*Stored data*.

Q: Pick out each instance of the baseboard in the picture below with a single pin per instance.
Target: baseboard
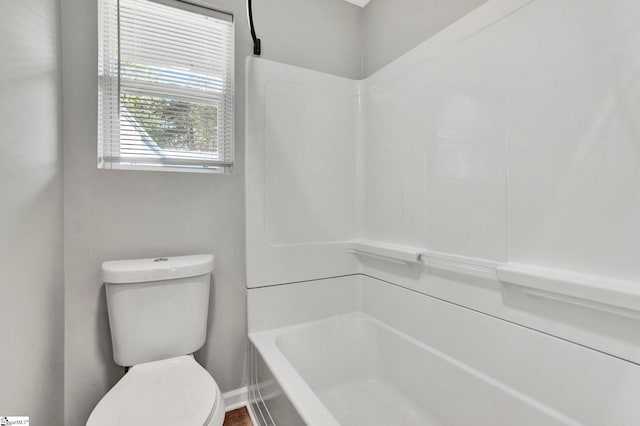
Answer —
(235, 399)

---

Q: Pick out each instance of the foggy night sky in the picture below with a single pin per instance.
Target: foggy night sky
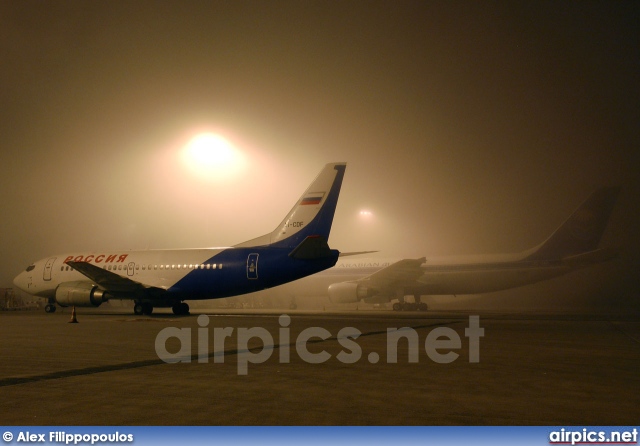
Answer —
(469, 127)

--

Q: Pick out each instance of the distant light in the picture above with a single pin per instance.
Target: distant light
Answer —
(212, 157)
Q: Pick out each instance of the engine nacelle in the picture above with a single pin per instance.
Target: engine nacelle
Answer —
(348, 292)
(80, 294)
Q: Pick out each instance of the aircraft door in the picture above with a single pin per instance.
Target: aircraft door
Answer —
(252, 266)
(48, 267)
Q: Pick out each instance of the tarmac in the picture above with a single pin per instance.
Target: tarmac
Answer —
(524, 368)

*Required action*. Across the entries, how many lines include the string "above"? The answer should be only a number.

*Output below*. 4